** Opening Passage to read block **
What A Breast Cancer Survivor Thinks About Angelina Jolie
I've had breast cancer three times. As a child, as a young adult, and as a married mother of two small children.
I had my first lumpectomy when I was 14. My right breast was removed when I was 17, and my left when I was 27. I've had two mastectomies, reconstructive surgeries and chemotherapy.
I've spent half my life either as a cancer patient or as a woman healing from cancer. I carry around the grief of having lost my natural breasts, and of never realizing how very important they were to me, to my definition of femininity and womanhood, and to my self-esteem.
For years, I've gone through therapy, healing sessions and yoga classes in an attempt to learn and grow from these experiences. And through that process have healed immense portions of my soul that have now allowed me to release my victimhood and live the life I have always dreamed of living.
I'm still human, though!
I have moments of sadness; several months ago, I drove by a billboard picturing a model with breasts that reminded me of my natural ones. I was simultaneously jealous and grief stricken, and burst out crying in the car.
I also have moments of joy; I realize I have a second chance at life, that my surgeons did an amazing job, and that when I'm old and gray I'll still have perky boobs!
All of which is why I, as much as anyone, felt compelled to talk about Angelina Jolie's much-discussed decision to undergo a preventative double mastectomy. Look, I understand the influence celebrities have. I also understand our culture's fascination with them. But let's take a step back from the bickering and opinion expressing, and think for a minute. What can we learn from this?
As I thought about Angelina Jolie, and how strongly I felt she was being ungrateful and reckless, I realized something. I had been ungrateful for my own breasts when I was younger; I never fully appreciated them. I had also been reckless with my body (that's another post!) when I was younger. Angelina Jolie provided me with a beautiful mirror. She reflected back to me my triggers, and my vulnerability. And that's all she did.
Take a deep breath, and ask yourself, "What about Angelina Jolie’s decision triggers me?" And then, "What is that trigger revealing to me about myself?"
** Closing Passage to read block **
Exercise objective.
Copy out the breast cancer survivor's piece on Angelina Jolie word for word.
** Opening Stored data block **
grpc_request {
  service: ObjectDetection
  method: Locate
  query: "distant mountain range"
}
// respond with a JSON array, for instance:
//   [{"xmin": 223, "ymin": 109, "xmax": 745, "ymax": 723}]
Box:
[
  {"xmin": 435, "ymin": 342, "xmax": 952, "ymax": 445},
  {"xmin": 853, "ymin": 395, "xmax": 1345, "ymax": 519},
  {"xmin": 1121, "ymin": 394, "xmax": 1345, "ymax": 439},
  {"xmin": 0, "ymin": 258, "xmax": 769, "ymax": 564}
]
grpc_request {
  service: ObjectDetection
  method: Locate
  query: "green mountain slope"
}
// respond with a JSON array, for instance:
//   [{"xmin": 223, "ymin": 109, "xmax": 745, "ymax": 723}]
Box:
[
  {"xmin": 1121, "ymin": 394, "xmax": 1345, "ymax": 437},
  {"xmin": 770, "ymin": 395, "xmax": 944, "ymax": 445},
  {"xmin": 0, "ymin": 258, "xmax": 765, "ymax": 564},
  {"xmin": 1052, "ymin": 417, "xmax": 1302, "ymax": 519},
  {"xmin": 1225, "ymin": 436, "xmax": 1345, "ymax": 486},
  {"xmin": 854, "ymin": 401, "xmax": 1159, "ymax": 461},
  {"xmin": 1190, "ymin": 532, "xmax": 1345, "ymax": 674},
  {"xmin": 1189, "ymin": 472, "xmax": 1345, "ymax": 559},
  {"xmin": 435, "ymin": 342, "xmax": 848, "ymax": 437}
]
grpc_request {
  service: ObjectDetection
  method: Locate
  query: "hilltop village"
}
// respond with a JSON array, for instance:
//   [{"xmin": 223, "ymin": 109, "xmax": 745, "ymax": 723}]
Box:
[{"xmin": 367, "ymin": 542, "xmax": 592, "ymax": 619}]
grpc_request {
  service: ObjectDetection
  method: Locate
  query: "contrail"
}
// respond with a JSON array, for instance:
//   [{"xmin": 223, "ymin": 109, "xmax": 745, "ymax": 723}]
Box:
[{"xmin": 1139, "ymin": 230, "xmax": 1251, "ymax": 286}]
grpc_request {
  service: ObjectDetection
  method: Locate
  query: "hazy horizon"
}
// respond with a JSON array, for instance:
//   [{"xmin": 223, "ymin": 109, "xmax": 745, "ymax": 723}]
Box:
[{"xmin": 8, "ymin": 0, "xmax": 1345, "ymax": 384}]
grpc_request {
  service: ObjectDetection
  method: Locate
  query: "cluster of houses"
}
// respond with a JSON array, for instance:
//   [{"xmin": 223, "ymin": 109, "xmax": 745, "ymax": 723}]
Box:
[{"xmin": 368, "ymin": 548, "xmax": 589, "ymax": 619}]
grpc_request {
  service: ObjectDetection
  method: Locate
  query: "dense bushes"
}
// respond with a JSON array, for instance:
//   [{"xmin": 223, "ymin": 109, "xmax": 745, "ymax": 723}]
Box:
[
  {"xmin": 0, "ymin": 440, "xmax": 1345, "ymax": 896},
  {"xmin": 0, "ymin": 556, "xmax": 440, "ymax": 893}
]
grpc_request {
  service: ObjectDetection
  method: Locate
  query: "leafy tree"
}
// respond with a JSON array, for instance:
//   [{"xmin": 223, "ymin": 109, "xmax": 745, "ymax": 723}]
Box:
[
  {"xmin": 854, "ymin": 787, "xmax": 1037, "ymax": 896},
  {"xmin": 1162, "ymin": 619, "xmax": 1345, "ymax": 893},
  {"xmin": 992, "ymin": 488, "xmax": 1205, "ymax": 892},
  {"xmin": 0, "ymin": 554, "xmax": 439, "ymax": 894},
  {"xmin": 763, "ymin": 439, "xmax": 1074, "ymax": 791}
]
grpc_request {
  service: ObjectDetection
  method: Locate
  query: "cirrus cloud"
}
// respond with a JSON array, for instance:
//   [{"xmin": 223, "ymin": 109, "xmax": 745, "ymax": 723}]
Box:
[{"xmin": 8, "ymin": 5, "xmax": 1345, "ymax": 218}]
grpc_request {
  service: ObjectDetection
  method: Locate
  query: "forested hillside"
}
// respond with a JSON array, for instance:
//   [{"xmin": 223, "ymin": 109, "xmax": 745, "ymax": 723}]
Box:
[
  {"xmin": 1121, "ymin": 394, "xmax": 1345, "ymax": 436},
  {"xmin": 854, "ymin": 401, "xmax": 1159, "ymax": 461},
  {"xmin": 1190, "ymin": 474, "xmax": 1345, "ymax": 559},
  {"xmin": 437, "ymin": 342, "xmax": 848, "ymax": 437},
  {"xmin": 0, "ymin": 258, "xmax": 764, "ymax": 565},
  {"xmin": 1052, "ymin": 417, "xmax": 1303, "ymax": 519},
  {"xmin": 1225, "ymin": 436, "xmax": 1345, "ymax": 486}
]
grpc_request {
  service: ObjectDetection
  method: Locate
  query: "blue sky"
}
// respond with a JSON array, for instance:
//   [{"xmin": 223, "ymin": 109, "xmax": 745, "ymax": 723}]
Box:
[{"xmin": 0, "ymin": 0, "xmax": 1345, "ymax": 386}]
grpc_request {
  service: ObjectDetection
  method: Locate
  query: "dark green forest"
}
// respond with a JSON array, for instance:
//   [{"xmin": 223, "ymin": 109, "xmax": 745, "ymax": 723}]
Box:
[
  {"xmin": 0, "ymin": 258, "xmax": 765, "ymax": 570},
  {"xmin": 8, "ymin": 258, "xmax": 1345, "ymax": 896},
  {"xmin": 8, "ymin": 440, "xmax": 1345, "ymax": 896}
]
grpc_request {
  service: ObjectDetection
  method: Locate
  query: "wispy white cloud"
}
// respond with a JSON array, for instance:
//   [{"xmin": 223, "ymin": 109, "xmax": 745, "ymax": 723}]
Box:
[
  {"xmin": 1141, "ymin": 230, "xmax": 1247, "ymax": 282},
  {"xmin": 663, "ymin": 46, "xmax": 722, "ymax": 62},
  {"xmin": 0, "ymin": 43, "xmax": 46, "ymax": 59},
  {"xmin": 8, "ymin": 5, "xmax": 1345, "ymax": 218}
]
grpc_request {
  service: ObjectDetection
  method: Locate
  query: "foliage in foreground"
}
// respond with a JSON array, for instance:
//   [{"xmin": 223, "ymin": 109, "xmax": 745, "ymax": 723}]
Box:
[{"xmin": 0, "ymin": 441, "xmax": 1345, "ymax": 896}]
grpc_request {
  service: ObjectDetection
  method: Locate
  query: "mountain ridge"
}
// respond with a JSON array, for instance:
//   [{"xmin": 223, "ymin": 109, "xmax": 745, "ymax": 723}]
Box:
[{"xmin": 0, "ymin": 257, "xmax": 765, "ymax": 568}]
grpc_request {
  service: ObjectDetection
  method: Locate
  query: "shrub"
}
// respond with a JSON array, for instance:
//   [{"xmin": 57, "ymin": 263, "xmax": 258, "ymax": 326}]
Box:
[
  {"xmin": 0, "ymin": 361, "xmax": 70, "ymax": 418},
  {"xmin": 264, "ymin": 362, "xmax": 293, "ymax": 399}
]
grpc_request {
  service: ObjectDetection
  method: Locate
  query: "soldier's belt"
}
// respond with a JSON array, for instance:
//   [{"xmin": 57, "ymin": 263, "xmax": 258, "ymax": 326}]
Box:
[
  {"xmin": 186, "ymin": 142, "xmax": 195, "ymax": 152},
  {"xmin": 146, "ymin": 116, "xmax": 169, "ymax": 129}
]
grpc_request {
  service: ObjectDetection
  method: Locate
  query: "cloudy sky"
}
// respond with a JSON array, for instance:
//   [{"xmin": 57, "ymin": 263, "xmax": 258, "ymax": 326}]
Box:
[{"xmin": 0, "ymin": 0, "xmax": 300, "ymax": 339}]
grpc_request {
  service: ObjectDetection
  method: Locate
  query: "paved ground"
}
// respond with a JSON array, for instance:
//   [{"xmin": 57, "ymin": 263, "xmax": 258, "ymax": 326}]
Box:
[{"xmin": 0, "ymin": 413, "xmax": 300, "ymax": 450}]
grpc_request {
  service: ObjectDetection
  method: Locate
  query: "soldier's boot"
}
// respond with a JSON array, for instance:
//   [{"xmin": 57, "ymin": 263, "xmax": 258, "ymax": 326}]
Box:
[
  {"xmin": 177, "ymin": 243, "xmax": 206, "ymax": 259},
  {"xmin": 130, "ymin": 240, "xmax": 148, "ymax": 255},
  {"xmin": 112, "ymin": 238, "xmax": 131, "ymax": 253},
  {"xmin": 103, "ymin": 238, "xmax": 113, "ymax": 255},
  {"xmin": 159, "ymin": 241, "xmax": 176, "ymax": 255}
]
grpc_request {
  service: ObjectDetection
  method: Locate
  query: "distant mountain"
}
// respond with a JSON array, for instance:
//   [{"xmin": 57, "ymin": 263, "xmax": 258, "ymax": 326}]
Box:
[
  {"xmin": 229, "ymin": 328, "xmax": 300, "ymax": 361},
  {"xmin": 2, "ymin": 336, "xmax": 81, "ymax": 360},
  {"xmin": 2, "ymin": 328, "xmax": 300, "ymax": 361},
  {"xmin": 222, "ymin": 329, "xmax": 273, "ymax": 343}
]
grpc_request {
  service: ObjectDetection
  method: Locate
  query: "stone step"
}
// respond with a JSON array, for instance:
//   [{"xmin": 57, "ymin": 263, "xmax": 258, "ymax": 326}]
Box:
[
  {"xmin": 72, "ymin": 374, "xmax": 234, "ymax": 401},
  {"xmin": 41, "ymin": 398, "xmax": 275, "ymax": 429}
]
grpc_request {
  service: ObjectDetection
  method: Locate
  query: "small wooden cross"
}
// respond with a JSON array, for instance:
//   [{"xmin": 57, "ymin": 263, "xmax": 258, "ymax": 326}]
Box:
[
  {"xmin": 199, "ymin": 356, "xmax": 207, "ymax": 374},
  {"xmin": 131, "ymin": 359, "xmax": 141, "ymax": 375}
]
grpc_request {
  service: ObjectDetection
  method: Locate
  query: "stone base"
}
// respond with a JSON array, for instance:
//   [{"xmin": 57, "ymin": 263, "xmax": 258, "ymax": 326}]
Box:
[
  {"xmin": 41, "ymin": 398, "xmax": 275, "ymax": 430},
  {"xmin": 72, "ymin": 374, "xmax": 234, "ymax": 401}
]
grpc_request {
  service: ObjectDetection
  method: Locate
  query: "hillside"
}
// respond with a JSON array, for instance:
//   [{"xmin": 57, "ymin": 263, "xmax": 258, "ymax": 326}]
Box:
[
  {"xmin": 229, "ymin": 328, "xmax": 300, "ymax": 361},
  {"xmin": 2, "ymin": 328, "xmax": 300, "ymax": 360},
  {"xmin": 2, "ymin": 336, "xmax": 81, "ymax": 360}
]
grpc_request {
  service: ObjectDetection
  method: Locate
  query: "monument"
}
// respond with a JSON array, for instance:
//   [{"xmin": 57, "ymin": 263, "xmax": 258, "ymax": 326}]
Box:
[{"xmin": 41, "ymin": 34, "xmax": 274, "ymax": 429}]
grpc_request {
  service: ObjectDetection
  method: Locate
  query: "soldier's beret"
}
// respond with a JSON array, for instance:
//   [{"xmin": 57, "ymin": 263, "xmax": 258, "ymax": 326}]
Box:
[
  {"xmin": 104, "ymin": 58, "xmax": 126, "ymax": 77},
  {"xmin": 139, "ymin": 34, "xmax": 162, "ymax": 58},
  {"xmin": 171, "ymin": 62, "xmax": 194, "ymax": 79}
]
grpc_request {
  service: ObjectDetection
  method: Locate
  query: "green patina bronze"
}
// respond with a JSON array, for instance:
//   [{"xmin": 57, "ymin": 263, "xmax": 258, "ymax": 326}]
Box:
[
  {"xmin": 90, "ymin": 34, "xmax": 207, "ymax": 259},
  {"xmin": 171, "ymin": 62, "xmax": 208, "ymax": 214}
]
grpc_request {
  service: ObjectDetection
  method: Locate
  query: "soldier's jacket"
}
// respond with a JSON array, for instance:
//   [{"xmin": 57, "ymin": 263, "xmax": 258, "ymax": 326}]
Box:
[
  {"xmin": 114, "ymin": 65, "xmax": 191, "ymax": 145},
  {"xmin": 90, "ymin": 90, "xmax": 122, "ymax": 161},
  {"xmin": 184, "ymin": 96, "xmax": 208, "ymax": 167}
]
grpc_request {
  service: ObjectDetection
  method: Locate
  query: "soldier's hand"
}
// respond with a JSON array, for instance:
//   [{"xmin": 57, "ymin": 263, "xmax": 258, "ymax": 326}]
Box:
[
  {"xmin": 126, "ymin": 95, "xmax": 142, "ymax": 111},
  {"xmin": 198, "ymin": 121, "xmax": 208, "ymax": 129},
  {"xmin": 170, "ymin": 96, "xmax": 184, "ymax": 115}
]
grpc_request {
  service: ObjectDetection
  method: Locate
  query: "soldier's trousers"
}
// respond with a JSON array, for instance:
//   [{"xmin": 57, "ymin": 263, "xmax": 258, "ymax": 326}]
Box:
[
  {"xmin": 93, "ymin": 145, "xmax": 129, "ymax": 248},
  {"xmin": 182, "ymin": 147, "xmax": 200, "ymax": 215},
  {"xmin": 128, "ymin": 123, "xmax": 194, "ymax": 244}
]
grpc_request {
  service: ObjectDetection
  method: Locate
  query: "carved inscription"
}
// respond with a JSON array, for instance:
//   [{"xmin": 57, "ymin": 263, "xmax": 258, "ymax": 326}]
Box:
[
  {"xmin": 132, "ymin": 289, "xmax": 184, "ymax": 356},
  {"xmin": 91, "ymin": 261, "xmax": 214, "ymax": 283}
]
** Closing Stored data block **
Task result.
What A Breast Cancer Survivor Thinks About Angelina Jolie
I've had breast cancer three times. As a child, as a young adult, and as a married mother of two small children.
I had my first lumpectomy when I was 14. My right breast was removed when I was 17, and my left when I was 27. I've had two mastectomies, reconstructive surgeries and chemotherapy.
I've spent half my life either as a cancer patient or as a woman healing from cancer. I carry around the grief of having lost my natural breasts, and of never realizing how very important they were to me, to my definition of femininity and womanhood, and to my self-esteem.
For years, I've gone through therapy, healing sessions and yoga classes in an attempt to learn and grow from these experiences. And through that process have healed immense portions of my soul that have now allowed me to release my victimhood and live the life I have always dreamed of living.
I'm still human, though!
I have moments of sadness; several months ago, I drove by a billboard picturing a model with breasts that reminded me of my natural ones. I was simultaneously jealous and grief stricken, and burst out crying in the car.
I also have moments of joy; I realize I have a second chance at life, that my surgeons did an amazing job, and that when I'm old and gray I'll still have perky boobs!
All of which is why I, as much as anyone, felt compelled to talk about Angelina Jolie's much-discussed decision to undergo a preventative double mastectomy. Look, I understand the influence celebrities have. I also understand our culture's fascination with them. But let's take a step back from the bickering and opinion expressing, and think for a minute. What can we learn from this?
As I thought about Angelina Jolie, and how strongly I felt she was being ungrateful and reckless, I realized something. I had been ungrateful for my own breasts when I was younger; I never fully appreciated them. I had also been reckless with my body (that's another post!) when I was younger. Angelina Jolie provided me with a beautiful mirror. She reflected back to me my triggers, and my vulnerability. And that's all she did.
Take a deep breath, and ask yourself, "What about Angelina Jolie’s decision triggers me?" And then, "What is that trigger revealing to me about myself?"